--- START ---

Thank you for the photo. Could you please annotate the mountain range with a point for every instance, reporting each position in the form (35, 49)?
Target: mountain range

--- END ---
--- START ---

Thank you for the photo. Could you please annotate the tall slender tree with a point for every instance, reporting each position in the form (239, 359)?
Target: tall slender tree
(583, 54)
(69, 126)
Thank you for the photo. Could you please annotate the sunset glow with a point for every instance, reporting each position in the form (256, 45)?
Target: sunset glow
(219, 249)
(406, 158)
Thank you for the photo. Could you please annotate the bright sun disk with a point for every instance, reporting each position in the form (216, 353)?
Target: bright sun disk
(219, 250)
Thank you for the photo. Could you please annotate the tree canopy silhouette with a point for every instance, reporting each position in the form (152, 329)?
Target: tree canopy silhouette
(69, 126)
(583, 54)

--- END ---

Your task: Would you retype exactly the lines above, from the line with "Thank you for the photo. Could you please annotate the mountain" to the line with "Target: mountain range", with both end lines kept and nothing more?

Response:
Thank you for the photo. Could you please annotate the mountain range with a point for every instance, reporting each position in the form (35, 49)?
Target: mountain range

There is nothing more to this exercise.